## TEXT
^^^^^^^^

# P peak inside my office humi



## Bigfoot (Jun 25, 2007)

This is the humidor that I keep in my office. 

I have two other lockers in Dallas, plus my coolerdor...LOL 

The Cohiba's are the new Cohiba Maduros just released from Habanos SA.


----------



## ReV (May 9, 2007)

i take it you're fond of brazilias...


----------



## Bigfoot (Jun 25, 2007)

I do like brazilia, but enjoy the Italia better. There are a few buried in there somewhere...lol


----------



## Labman (May 27, 2007)

Didn't you hear that they were recalling all the Cohiba Maduro cigars? Don't worry, send them up here to me in Canada...I'll bring them to closest Habanos dealer and have them destroyed for ya!


----------



## Slow Triathlete (Jun 14, 2007)

Wow!!! Do you own stock in CAO?


----------



## ReV (May 9, 2007)

Slow Triathlete said:


> Wow!!! Do you own stock in CAO?


he probably does actually...


----------



## Bigfoot (Jun 25, 2007)

No, I work for CAO!!! lol


----------



## baboruger (Jun 18, 2007)

Off, topic, but I love the band on that America smoke.


----------



## AbeScromsbie-cl (Jul 17, 2007)

Italia Gondola is a fine, fine smoke...


----------



## boomshay (Apr 30, 2007)

brazilia whore much?  nice stash man!


----------



## Daver3283 (Jul 8, 2007)

Beautiful, I am on a waiting list for those Maduro 5's and it's killin' me


----------



## Hamaki (Jul 12, 2007)

^^^^^^^^

## GIVEN ENTRIES
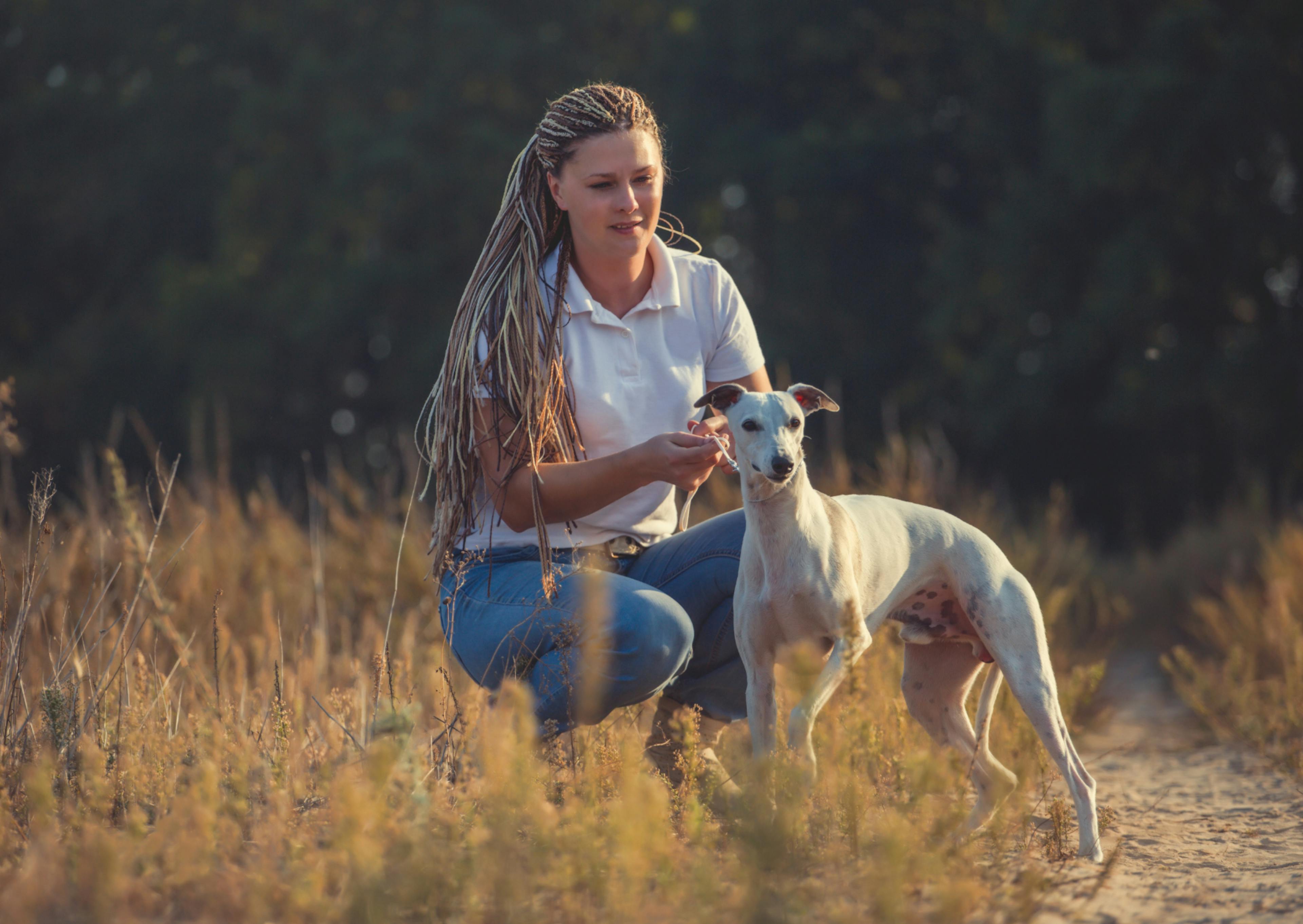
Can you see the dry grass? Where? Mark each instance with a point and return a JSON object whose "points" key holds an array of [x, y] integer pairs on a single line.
{"points": [[1245, 673], [286, 752]]}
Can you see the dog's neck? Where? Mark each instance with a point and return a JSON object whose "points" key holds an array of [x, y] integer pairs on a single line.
{"points": [[794, 514]]}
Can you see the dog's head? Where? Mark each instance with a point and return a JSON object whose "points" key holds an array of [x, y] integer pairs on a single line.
{"points": [[768, 427]]}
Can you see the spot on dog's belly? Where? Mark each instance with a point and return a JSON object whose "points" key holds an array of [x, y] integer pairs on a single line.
{"points": [[933, 614]]}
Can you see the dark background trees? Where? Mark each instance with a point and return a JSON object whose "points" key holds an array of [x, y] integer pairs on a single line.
{"points": [[1065, 232]]}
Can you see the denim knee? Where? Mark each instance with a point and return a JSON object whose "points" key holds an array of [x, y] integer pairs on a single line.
{"points": [[653, 636]]}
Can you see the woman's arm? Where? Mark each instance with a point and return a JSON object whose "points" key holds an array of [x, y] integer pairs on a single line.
{"points": [[572, 490]]}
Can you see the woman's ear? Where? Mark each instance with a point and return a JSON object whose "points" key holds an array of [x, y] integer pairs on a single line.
{"points": [[554, 186]]}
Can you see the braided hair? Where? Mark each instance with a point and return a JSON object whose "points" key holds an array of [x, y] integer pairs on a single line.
{"points": [[505, 305]]}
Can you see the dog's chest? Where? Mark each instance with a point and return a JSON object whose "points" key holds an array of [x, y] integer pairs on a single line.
{"points": [[810, 607]]}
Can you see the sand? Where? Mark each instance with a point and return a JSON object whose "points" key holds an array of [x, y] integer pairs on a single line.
{"points": [[1208, 832]]}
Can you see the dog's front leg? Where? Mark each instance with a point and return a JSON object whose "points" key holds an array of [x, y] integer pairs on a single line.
{"points": [[846, 652], [761, 711]]}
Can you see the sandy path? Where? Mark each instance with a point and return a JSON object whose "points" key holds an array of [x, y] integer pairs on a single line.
{"points": [[1210, 832]]}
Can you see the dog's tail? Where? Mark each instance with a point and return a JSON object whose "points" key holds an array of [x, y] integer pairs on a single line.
{"points": [[985, 707]]}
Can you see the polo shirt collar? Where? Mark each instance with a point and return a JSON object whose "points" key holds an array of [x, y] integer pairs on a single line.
{"points": [[664, 292]]}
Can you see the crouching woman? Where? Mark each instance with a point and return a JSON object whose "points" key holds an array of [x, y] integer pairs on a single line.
{"points": [[561, 425]]}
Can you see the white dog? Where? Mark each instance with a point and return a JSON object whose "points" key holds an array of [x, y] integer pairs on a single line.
{"points": [[833, 570]]}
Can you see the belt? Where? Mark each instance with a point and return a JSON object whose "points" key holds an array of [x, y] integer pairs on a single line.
{"points": [[608, 556]]}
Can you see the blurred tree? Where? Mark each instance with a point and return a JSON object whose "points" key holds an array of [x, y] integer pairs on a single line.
{"points": [[1066, 231]]}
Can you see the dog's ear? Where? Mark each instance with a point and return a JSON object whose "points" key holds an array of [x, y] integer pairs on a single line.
{"points": [[722, 398], [812, 399]]}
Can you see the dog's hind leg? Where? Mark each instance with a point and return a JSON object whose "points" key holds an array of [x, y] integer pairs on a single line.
{"points": [[800, 725], [1017, 639], [936, 684]]}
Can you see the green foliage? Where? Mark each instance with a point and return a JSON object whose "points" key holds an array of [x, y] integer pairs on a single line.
{"points": [[1065, 231]]}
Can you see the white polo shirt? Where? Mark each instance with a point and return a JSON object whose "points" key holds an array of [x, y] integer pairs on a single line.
{"points": [[636, 377]]}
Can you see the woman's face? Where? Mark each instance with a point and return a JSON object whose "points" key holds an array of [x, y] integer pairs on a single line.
{"points": [[611, 191]]}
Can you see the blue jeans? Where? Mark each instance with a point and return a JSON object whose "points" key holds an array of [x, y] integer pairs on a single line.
{"points": [[669, 626]]}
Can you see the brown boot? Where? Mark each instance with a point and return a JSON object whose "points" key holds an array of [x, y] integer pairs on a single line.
{"points": [[665, 749]]}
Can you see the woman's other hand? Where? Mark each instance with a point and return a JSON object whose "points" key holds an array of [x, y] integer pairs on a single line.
{"points": [[682, 459]]}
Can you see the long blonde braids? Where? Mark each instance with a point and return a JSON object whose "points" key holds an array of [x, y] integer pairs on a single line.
{"points": [[505, 303]]}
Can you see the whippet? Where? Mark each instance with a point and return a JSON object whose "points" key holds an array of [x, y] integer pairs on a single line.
{"points": [[834, 570]]}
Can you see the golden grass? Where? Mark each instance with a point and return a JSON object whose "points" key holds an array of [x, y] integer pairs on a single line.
{"points": [[335, 777], [1245, 674]]}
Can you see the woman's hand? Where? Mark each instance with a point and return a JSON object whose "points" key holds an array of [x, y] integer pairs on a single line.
{"points": [[682, 459], [718, 427]]}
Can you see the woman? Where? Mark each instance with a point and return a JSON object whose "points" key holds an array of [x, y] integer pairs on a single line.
{"points": [[561, 425]]}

^^^^^^^^

## EXERCISES
#1 In the humidor thread, reproduce the passage from "This is the" up to and including "from Habanos SA." word for word.
#2 Which company does Bigfoot say he works for in the humidor thread?

## ANSWERS FOR THE TASKS
#1
This is the humidor that I keep in my office. 

I have two other lockers in Dallas, plus my coolerdor...LOL 

The Cohiba's are the new Cohiba Maduros just released from Habanos SA.

#2 CAO.